Check every line below for the word "order" and show those that hold it.

─── DATASET CONTENT

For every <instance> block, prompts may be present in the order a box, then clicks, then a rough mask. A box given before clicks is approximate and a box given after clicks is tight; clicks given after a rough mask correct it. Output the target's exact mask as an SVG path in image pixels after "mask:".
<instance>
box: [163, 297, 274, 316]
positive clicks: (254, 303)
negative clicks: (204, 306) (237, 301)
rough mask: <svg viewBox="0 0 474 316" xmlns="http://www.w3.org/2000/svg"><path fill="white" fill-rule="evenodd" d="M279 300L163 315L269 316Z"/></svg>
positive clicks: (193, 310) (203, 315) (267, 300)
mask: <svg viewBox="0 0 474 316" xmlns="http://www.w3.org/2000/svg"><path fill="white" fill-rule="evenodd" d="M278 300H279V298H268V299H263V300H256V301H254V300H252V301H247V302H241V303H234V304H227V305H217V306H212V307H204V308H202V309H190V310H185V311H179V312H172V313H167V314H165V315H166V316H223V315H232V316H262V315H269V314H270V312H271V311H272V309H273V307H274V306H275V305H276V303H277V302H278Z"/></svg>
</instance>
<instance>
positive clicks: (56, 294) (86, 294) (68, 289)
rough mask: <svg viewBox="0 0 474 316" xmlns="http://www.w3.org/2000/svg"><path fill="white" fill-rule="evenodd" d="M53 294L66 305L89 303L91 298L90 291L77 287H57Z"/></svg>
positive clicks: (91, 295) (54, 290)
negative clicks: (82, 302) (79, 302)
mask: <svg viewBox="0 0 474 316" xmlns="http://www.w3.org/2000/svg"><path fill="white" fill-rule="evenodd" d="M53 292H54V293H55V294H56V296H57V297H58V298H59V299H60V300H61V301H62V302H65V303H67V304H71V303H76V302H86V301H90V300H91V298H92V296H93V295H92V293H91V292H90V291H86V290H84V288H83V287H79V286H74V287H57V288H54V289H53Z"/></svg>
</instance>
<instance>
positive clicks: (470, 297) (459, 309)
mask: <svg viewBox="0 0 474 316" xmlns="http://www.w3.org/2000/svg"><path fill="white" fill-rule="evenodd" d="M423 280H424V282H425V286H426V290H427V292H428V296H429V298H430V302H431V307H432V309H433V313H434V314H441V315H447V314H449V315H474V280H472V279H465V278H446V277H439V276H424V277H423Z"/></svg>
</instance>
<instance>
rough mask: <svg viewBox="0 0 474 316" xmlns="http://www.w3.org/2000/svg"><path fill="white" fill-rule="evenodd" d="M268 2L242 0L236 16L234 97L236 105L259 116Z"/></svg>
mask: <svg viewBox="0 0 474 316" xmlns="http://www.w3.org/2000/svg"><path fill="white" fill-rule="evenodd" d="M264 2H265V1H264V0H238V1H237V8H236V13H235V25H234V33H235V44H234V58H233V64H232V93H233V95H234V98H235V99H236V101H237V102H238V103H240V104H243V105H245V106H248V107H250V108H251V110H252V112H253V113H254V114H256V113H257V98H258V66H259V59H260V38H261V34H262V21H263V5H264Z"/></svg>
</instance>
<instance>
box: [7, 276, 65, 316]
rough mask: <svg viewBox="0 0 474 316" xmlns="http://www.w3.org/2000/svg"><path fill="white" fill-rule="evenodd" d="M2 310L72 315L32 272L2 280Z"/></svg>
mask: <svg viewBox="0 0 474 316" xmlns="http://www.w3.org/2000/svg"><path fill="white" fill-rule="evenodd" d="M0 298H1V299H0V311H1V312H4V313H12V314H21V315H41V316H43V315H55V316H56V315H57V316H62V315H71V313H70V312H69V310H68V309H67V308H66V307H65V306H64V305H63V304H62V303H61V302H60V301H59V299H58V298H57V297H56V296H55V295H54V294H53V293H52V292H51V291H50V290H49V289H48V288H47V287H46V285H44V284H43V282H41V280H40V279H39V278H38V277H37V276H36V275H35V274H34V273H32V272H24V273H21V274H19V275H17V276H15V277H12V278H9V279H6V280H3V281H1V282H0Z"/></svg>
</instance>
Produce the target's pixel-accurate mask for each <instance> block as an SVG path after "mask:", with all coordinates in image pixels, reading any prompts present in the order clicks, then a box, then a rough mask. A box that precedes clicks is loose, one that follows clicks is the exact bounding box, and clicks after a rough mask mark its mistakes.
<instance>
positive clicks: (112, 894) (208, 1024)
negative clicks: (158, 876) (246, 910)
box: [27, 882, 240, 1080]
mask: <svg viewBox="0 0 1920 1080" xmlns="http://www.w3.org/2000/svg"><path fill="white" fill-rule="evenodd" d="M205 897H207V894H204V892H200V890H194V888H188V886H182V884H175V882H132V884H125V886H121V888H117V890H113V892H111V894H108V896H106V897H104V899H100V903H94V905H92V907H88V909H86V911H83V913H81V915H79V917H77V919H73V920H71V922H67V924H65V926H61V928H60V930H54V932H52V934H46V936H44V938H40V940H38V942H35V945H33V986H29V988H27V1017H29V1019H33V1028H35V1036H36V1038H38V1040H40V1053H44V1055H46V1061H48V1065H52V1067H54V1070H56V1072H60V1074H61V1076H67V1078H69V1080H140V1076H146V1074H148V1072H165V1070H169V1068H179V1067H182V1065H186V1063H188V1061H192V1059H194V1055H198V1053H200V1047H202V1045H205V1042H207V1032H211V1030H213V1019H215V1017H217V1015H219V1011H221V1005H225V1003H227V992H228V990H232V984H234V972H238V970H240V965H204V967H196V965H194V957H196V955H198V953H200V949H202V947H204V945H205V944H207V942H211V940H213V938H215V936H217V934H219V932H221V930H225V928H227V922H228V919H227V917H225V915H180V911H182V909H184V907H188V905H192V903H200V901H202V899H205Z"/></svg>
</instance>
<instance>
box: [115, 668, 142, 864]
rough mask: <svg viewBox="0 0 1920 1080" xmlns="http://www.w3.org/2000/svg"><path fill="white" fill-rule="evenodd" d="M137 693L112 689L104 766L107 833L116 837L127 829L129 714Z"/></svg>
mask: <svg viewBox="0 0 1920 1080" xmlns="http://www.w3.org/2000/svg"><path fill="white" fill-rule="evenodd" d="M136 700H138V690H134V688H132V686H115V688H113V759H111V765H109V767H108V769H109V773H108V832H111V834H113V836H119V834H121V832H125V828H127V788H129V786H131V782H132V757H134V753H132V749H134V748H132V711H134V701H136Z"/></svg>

──────

### EXERCISE ANSWER
For every <instance> block, prompts may be present in the order a box, then clicks, then a rough mask. A box given before clicks is approximate and a box given after clicks is tight; clicks given after a rough mask correct it. Output the target's exact mask as an SVG path in image pixels after "mask:".
Produce the target's pixel-accurate mask for each <instance> block as an SVG path after "mask:", with all coordinates in image pixels, reading any prompts present in the order clicks, then a box, then a rough mask. A box that precedes clicks is loose, one that follows clicks is the exact bounding box, and clicks after a rough mask mark its mistakes.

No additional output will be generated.